== Provided text

Time to cut back on socialising says health expert as Covid-19 infections rise

Socialising is back to pre-pandemic levels and only one in four people at the weekend had their Covid pass checked before entry to venues
Socialising is back to pre-pandemic levels and only one in four people at the weekend had their Covid pass checked before entry to venues
LEAH FARRELL /ROLLINGNEWS

One in four people who visited a pub, club or restaurant last weekend did not have their Covid pass checked at the door, according to research for the National Public Health Emergency Team (Nphet).

Socialising is back to pre-pandemic levels or even higher with Covid infection increasing at a rate of 25 per cent week on week, Nphet said yesterday.

Professor Philip Nolan, the chairman of Nphet’s modelling group, said the surge in infection across almost all age groups was a strong signal to “wind back” social contact in order to bring the spread of the virus under control.

====
== Supplied records

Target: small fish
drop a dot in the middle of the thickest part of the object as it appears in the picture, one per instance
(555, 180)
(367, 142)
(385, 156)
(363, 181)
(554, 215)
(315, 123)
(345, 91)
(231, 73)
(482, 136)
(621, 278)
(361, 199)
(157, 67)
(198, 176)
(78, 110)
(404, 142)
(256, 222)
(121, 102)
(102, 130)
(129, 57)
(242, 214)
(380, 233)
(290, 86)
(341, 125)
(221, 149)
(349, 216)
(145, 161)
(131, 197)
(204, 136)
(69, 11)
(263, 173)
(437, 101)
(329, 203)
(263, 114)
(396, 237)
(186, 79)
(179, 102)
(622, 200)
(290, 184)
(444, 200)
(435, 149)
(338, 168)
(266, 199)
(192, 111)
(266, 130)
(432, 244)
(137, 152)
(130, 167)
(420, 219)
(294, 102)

====

■ Instructions
1. According to the Covid socialising article, how fast is Covid infection increasing?
2. Extend the Covid socialising article, picking up after its last sentence.

■ Responses for each task
1. At a rate of 25 per cent week on week.

2.
Nolan said hospital admissions were running at about 60 new cases per day, up 50 per cent on four weeks ago. The number in hospital on average over the past seven days was 493, higher than the preceding week.

He said hospitalisation levels were rising at about one per cent per day while the infection rate was increasing at two to three per cent per day. Although the number being admitted to ICU was high at six per day, it was too early to read any link between booster shots for older people and that divergence in numbers, Nolan added.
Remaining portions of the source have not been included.